■ Requirements ■
Transcribe word for word the items starting with the line that contains "of the stone" and going on through the final line of the items.

§ §

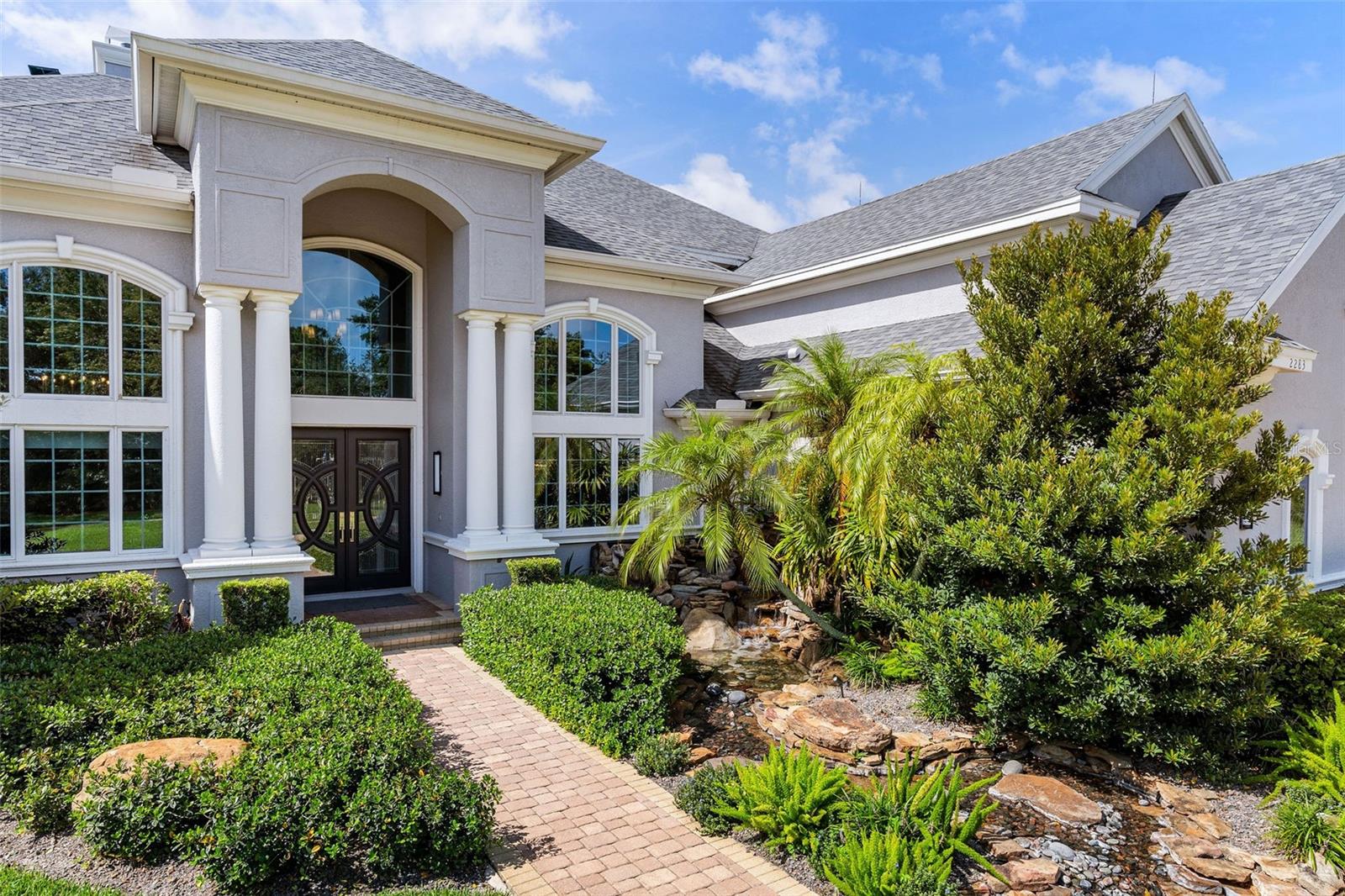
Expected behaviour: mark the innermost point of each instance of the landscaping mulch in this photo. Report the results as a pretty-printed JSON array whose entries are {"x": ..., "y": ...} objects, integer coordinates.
[{"x": 66, "y": 857}]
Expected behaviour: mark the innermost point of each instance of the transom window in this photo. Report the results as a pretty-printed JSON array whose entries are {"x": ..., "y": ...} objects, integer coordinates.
[
  {"x": 595, "y": 370},
  {"x": 591, "y": 414},
  {"x": 350, "y": 331},
  {"x": 87, "y": 430}
]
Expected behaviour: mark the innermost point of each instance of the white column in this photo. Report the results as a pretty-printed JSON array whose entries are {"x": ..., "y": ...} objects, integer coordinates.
[
  {"x": 482, "y": 458},
  {"x": 272, "y": 432},
  {"x": 224, "y": 472},
  {"x": 520, "y": 521}
]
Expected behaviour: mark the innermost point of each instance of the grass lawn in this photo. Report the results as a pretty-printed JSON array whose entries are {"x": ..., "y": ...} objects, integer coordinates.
[{"x": 17, "y": 882}]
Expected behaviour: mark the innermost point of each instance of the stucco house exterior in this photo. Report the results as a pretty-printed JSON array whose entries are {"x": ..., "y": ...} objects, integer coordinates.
[{"x": 302, "y": 308}]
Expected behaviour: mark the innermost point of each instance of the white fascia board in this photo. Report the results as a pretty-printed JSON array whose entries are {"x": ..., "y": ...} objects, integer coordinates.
[
  {"x": 89, "y": 198},
  {"x": 576, "y": 266},
  {"x": 1203, "y": 156},
  {"x": 918, "y": 255},
  {"x": 152, "y": 53},
  {"x": 1277, "y": 288}
]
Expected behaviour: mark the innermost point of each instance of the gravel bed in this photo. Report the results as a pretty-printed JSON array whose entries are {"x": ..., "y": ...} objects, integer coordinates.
[{"x": 66, "y": 857}]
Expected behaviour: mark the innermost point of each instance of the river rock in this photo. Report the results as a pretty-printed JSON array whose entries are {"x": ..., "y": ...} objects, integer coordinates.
[
  {"x": 706, "y": 631},
  {"x": 1052, "y": 798},
  {"x": 1181, "y": 799},
  {"x": 178, "y": 751},
  {"x": 1031, "y": 873},
  {"x": 838, "y": 725}
]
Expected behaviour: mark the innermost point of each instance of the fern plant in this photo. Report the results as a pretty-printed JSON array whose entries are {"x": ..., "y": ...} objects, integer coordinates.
[
  {"x": 790, "y": 797},
  {"x": 925, "y": 813},
  {"x": 1313, "y": 755}
]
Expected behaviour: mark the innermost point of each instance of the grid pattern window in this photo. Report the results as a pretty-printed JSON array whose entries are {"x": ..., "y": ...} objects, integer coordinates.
[
  {"x": 141, "y": 343},
  {"x": 595, "y": 370},
  {"x": 546, "y": 380},
  {"x": 4, "y": 329},
  {"x": 89, "y": 439},
  {"x": 66, "y": 331},
  {"x": 578, "y": 481},
  {"x": 546, "y": 482},
  {"x": 141, "y": 490},
  {"x": 6, "y": 535},
  {"x": 350, "y": 331},
  {"x": 67, "y": 505}
]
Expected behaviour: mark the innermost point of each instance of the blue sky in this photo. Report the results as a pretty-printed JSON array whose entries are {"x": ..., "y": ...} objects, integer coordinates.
[{"x": 783, "y": 112}]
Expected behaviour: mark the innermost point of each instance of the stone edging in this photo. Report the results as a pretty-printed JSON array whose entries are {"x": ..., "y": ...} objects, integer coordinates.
[{"x": 525, "y": 880}]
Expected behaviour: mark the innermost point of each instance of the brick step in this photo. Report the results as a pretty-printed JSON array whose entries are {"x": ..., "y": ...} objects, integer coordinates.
[
  {"x": 446, "y": 634},
  {"x": 444, "y": 618}
]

§ §

■ Reply to the task ■
Expected behaviour: mark the innermost point of each instance of the stone edging in this photo. Report the results as a pretty-printed JSON array whose entries are {"x": ..., "y": ...} objects, integer coordinates.
[{"x": 525, "y": 880}]
Expected behaviour: mark the innermost point of each instance of the brick step in this photo. Report the results as a pretty-printed JSON array whose entries are {"x": ..., "y": ...} objects, integer coordinates.
[
  {"x": 446, "y": 634},
  {"x": 444, "y": 618}
]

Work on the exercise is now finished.